→ Stated exercise
In the listing below, copy every line from the line with "Pinpoint the pine" to the line with "14, 20, 1078, 1065", both included, requests and all. In the answer boxes, raise each coordinate by 143, and leave the requests and the sample boxes that follow them unchanged.

→ Data rows

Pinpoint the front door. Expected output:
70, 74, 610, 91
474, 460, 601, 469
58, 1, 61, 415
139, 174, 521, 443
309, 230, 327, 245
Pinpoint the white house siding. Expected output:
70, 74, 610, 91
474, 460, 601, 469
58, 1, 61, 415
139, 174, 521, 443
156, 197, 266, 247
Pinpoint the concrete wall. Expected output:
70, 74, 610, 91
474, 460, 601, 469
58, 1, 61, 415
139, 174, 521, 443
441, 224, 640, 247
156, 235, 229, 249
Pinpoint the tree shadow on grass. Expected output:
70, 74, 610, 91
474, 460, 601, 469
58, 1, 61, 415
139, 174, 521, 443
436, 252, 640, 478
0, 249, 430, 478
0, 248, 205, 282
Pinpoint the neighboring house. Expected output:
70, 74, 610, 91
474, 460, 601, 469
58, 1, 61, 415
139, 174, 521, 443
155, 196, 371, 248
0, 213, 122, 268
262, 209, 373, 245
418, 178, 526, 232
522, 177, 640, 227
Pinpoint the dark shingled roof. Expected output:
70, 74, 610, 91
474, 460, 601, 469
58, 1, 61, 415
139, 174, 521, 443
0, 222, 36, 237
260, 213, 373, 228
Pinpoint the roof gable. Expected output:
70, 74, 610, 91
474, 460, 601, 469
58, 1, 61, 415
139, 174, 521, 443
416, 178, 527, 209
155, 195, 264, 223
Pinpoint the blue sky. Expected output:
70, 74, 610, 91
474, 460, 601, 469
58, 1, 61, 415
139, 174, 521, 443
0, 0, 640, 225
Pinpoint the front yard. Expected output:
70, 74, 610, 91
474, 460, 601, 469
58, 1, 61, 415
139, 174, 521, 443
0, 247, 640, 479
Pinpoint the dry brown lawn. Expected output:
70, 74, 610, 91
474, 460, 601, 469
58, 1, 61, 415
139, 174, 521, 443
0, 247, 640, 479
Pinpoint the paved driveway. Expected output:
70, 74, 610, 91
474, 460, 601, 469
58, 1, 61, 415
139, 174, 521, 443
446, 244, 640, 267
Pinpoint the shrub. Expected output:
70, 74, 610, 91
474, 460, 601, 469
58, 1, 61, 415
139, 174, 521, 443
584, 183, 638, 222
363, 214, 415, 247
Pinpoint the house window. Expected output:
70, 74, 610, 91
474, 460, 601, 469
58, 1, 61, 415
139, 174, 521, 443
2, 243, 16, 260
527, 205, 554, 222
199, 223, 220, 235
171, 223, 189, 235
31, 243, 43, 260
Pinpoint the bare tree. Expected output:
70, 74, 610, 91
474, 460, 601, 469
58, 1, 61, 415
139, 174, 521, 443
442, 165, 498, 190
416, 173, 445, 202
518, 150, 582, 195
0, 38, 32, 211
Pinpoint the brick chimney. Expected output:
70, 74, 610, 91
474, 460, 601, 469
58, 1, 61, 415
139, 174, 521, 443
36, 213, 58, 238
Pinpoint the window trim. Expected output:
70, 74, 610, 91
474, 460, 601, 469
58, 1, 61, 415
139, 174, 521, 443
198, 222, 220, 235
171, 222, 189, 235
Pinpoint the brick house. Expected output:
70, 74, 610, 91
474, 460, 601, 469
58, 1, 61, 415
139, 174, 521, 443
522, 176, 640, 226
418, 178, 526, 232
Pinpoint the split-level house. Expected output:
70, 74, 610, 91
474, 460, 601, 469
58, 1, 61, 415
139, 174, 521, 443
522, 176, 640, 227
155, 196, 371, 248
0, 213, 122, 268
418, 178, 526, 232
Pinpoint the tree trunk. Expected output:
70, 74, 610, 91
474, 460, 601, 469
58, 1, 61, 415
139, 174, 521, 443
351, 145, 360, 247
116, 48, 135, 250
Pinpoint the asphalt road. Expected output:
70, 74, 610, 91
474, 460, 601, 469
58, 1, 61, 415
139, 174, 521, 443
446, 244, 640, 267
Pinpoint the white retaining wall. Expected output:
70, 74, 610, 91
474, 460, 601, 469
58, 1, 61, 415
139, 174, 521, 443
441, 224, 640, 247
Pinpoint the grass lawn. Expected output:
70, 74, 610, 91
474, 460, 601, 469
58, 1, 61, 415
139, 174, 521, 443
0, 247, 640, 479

---

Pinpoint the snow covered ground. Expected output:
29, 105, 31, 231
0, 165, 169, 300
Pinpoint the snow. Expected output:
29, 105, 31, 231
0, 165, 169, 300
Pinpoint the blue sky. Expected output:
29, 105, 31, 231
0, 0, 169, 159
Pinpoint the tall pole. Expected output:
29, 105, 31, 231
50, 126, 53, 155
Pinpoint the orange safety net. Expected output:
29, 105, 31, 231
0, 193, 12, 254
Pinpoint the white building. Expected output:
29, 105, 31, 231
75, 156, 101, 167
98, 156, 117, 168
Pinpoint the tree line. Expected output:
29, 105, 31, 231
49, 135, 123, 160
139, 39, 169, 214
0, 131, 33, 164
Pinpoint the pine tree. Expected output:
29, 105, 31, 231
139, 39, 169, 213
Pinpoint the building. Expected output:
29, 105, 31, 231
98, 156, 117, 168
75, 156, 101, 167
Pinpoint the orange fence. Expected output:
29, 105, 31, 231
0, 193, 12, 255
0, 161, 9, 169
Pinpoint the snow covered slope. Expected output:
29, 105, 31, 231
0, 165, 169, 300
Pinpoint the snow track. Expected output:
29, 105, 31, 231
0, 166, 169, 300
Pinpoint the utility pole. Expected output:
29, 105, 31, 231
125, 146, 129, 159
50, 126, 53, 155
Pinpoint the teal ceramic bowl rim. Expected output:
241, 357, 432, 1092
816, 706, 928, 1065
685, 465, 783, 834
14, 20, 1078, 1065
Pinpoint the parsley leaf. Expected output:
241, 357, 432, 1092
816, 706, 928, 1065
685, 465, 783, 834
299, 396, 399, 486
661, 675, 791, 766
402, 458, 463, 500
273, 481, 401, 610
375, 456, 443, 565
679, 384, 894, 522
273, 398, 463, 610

→ Result of the exercise
Pinpoint the pine tree. Expected output:
29, 105, 31, 231
282, 182, 312, 356
Pinpoint the building. Expected output:
29, 105, 31, 231
241, 299, 260, 311
218, 299, 244, 310
Pinpoint the orange fence. Expected output:
29, 105, 31, 231
143, 336, 155, 398
143, 304, 152, 312
Pinpoint the snow covered slope. Expected output:
29, 105, 31, 231
143, 308, 312, 443
Pinpoint the snow track. Expected output:
29, 105, 31, 231
143, 309, 312, 443
Pinpoint the utility pole. Expected output:
29, 105, 31, 231
268, 289, 272, 302
193, 269, 196, 298
Pinpoint the teal ceramic bowl rim. Expected output:
241, 357, 432, 1092
816, 706, 928, 1065
685, 465, 783, 834
157, 163, 1221, 1208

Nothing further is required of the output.